Ao acompanhar os julgamentos do recebimento da denúncia da PGR pela
trama golpista, há um sentimento de que os ministros da Primeira Turma do STF
não têm dúvidas quanto à responsabilidade dos acusados que se tornaram réus até
agora. Acredita que a condenação de Bolsonaro e da maioria dos réus é
certa? Tenho acompanhado, como quase todos, o debate da
Primeira Turma do STF sobre os dois primeiros núcleos dos denunciados, agora
réus. Há ainda muitos temas a serem debatidos, na fase da instrução das ações
penais, e não se pode prever um resultado no atacado. Todavia, é evidente que
os fatos, além de muito graves, exigem uma apuração precisa, dentro das regras
jurídicas, e com a necessária distinção entre aqueles que realizaram as
condutas apontadas pela PGR dos que são inocentes. Ainda vai correr muita água
por debaixo da ponte processual. E creio que a pressa é inimiga da perfeição,
como diz o ditado popular.
━━━━━━
ENUNCIADO. De acordo com o texto sobre a trama golpista, em que fase ainda há muitos temas a serem debatidos? Os dados reproduzidos adiante têm origem em outra fonte.

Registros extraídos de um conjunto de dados
━━━━━━
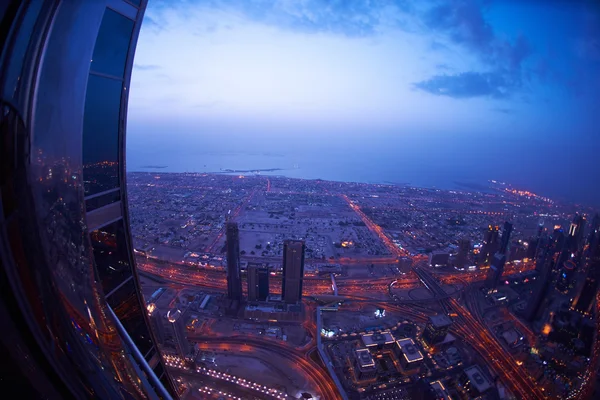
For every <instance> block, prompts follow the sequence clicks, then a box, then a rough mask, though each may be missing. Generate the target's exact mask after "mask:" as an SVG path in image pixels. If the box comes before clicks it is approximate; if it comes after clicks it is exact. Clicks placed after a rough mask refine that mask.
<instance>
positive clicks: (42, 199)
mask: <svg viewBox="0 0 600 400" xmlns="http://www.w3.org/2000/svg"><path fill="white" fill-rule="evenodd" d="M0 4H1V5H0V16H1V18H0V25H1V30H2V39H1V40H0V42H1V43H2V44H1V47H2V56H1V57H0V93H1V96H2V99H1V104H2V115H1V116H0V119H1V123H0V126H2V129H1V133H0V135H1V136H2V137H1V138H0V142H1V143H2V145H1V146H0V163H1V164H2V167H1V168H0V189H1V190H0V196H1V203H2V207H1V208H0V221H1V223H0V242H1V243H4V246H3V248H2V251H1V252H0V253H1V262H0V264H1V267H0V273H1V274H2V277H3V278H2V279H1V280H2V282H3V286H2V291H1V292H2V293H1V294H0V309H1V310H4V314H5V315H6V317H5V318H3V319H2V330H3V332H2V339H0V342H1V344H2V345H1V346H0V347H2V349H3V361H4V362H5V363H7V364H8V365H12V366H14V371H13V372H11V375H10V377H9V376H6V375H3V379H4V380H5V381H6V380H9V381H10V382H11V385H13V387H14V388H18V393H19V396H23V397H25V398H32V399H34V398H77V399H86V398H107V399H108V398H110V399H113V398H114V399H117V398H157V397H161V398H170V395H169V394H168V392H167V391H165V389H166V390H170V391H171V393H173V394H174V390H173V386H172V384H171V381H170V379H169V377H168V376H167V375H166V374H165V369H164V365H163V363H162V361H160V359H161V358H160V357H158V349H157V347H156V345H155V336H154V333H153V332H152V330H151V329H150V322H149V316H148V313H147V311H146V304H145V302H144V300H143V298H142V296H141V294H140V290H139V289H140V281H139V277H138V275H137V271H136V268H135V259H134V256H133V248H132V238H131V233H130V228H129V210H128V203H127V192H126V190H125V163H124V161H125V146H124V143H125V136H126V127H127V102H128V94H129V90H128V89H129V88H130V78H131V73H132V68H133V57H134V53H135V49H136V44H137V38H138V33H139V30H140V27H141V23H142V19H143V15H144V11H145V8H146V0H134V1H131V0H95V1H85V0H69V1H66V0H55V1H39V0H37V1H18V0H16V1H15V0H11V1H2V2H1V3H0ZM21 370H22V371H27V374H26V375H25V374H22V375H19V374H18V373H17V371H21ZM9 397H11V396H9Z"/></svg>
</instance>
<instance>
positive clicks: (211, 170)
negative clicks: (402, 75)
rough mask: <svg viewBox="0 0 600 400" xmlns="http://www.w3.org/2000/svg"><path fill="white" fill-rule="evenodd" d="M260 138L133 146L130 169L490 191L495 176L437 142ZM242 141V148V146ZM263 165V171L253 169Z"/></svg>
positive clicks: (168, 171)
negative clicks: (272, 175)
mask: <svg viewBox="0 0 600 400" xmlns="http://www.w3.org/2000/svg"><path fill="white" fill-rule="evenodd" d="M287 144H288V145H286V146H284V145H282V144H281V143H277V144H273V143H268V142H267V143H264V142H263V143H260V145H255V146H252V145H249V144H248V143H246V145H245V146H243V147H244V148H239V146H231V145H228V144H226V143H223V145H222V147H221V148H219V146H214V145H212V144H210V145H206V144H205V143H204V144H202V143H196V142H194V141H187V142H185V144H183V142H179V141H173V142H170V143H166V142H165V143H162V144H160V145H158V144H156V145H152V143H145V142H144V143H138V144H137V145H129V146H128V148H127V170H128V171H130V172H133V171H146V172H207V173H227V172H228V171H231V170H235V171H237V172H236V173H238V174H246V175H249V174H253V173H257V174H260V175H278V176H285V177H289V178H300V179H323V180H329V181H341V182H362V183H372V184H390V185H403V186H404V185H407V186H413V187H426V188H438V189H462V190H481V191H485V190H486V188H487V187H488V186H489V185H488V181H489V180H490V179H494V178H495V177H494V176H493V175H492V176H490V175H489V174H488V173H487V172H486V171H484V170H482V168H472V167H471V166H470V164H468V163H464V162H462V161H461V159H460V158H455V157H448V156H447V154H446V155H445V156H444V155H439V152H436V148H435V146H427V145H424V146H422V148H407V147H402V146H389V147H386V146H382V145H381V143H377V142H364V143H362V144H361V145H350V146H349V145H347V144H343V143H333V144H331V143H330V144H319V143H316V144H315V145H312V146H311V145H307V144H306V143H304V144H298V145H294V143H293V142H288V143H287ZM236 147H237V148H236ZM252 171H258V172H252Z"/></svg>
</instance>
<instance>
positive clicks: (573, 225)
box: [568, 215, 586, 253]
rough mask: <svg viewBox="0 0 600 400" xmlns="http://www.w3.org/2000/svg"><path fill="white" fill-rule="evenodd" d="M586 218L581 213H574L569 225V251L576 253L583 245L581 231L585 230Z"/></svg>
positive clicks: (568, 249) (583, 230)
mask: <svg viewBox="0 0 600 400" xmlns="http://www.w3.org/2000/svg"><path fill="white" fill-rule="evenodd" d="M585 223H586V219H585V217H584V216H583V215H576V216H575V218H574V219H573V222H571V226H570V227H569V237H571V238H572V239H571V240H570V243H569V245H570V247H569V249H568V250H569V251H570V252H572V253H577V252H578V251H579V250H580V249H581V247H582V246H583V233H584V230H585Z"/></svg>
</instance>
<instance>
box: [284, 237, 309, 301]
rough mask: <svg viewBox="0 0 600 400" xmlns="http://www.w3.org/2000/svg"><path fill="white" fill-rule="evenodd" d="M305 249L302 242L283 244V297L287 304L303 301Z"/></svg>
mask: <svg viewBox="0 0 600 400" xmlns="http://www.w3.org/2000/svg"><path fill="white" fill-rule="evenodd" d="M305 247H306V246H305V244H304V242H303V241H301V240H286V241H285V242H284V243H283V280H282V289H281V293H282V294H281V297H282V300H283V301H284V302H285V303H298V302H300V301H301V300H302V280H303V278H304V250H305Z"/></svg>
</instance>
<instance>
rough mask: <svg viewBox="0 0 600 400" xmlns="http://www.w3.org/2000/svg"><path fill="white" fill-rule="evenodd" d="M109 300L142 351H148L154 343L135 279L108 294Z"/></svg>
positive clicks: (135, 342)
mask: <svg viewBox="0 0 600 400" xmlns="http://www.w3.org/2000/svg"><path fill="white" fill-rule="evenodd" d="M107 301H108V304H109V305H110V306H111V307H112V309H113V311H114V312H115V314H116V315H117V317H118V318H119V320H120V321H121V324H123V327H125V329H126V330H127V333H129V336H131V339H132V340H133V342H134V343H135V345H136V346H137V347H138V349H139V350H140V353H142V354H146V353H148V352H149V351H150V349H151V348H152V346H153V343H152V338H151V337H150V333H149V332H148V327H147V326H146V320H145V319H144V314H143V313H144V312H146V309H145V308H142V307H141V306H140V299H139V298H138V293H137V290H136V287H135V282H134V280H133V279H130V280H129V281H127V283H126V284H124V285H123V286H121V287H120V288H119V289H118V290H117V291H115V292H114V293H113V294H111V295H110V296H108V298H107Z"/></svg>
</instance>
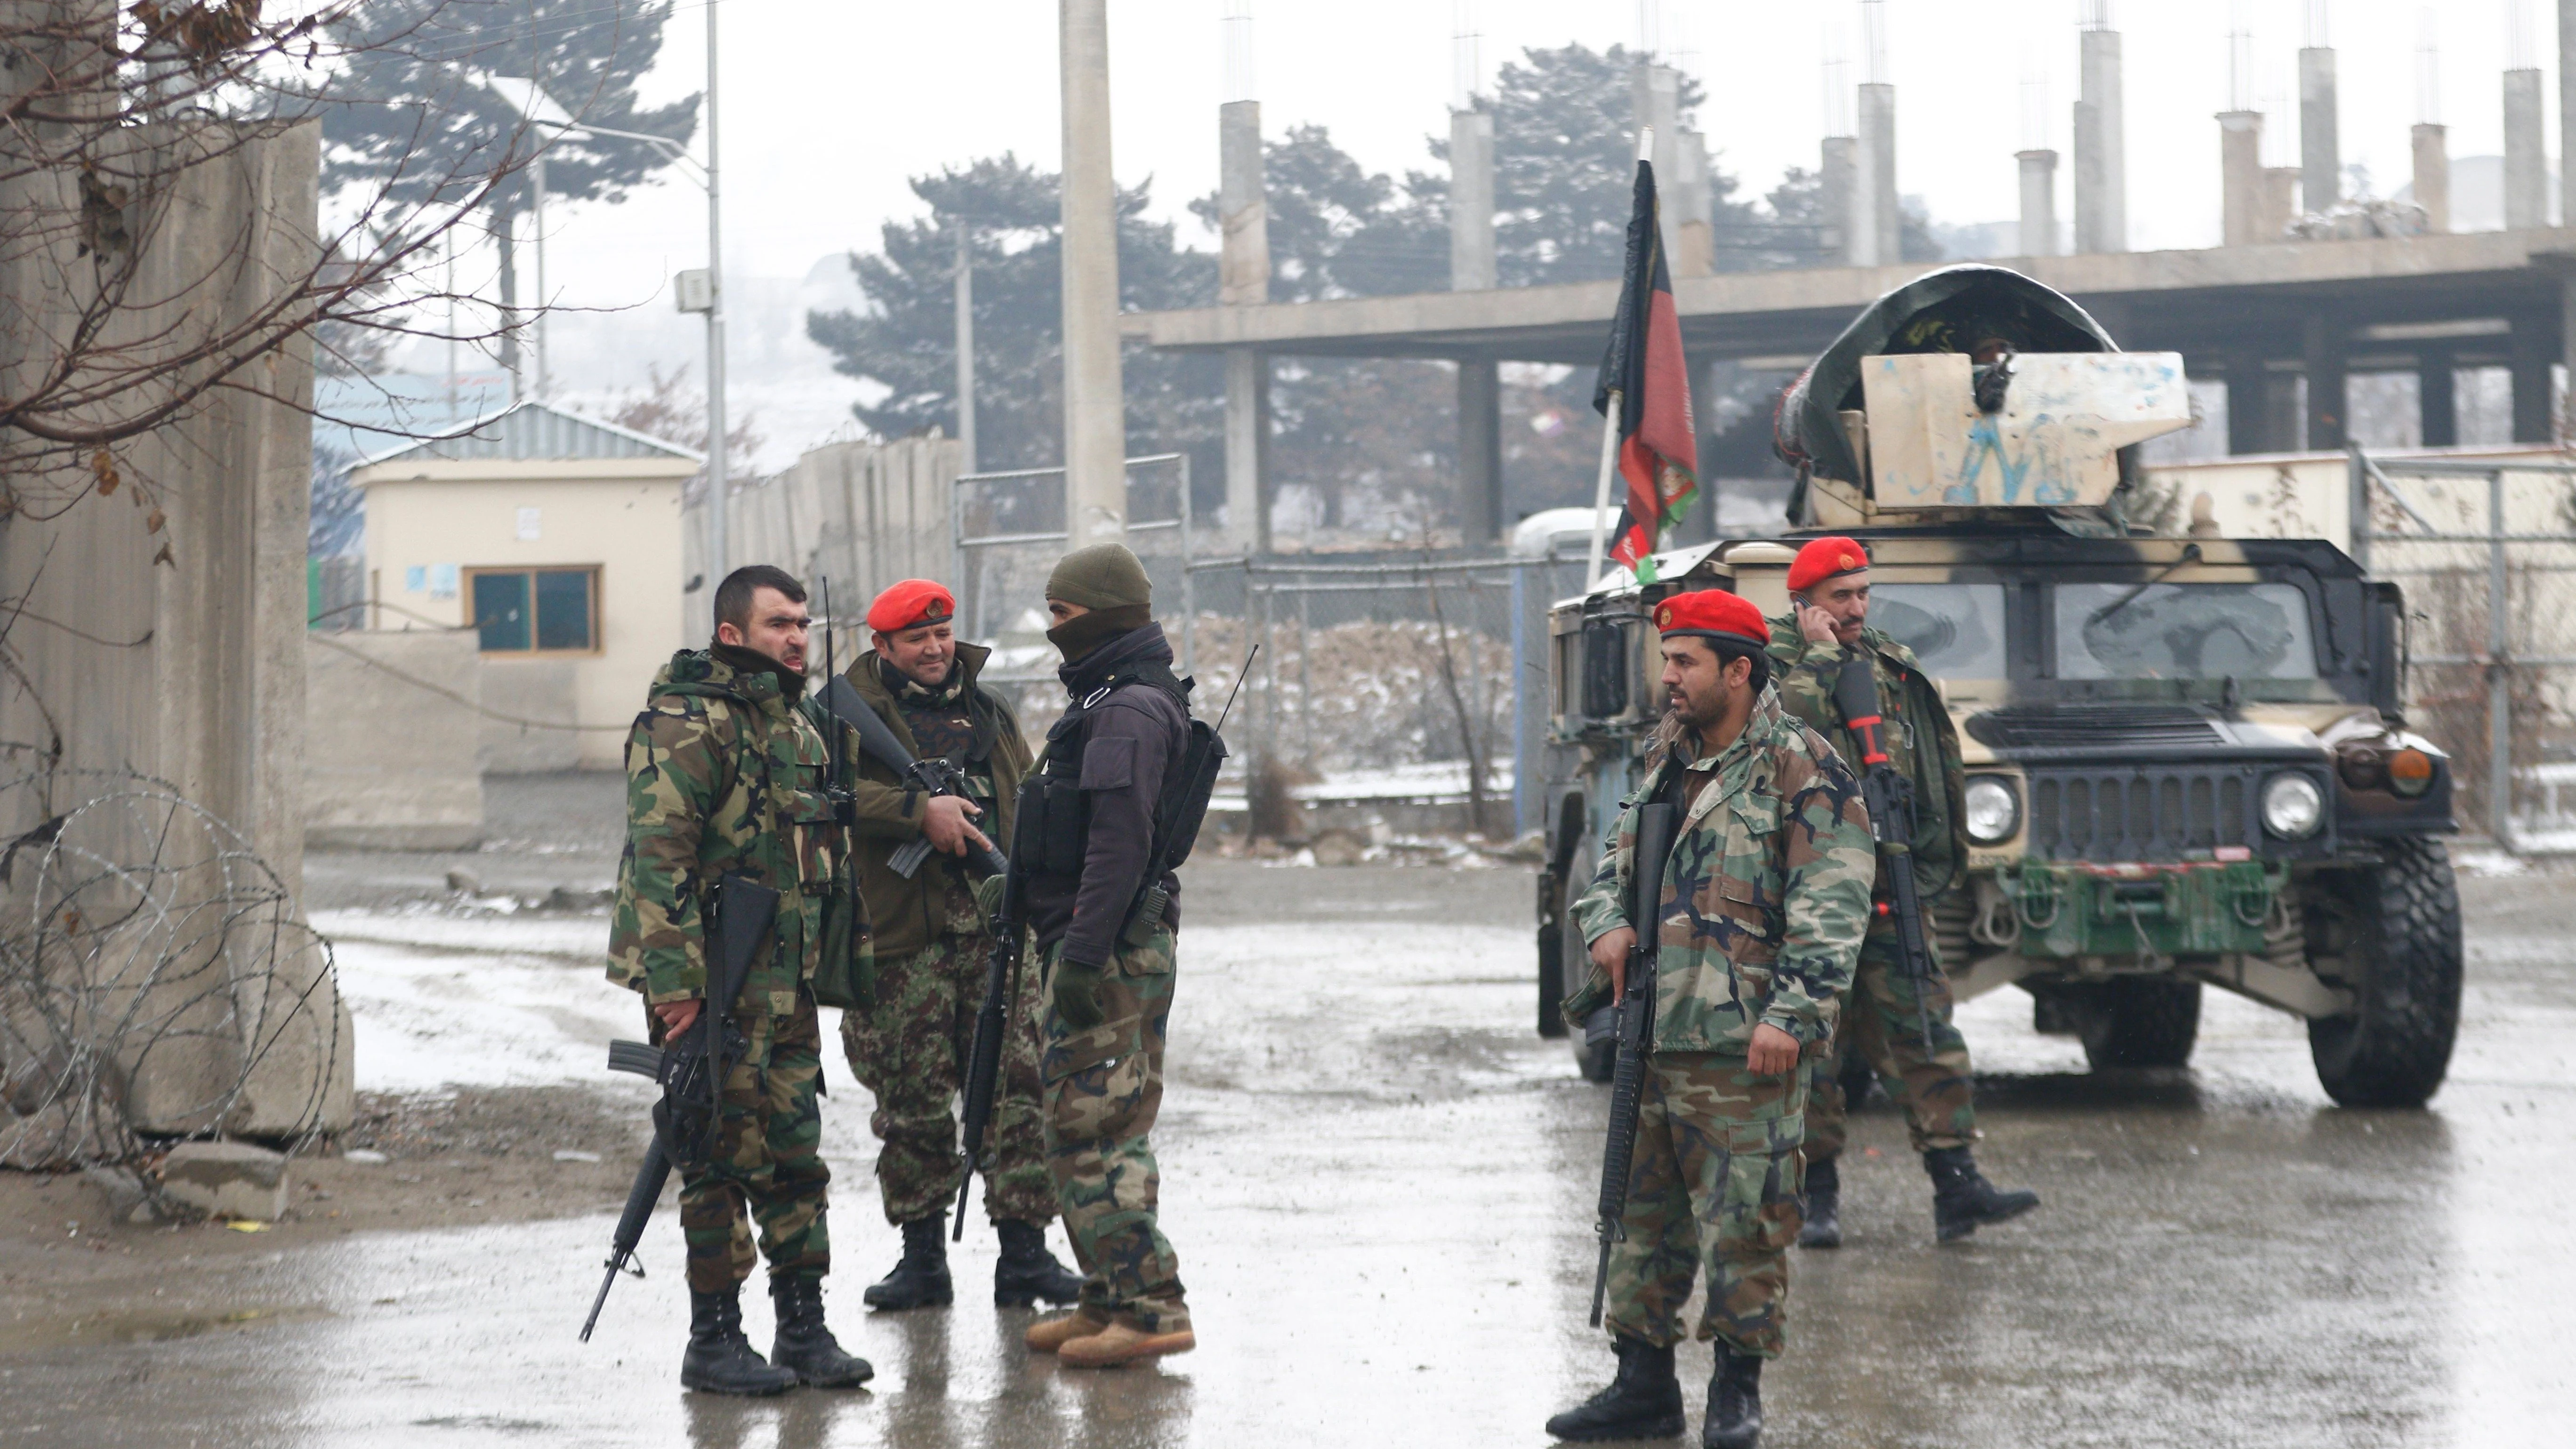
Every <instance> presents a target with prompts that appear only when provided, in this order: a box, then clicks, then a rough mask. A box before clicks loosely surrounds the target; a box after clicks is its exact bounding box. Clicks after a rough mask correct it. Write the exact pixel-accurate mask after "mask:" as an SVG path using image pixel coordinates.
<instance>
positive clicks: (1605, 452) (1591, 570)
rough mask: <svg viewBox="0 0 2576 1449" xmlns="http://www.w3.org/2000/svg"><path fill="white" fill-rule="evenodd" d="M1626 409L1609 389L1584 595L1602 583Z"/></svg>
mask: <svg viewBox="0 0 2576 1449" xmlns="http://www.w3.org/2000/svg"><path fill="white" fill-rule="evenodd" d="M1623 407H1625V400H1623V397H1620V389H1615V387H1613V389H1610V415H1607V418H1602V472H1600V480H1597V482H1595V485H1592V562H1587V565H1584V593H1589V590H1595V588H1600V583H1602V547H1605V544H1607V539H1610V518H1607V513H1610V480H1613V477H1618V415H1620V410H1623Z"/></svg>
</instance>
━━━━━━
RESPOSTA. Na fase da instrução das ações penais.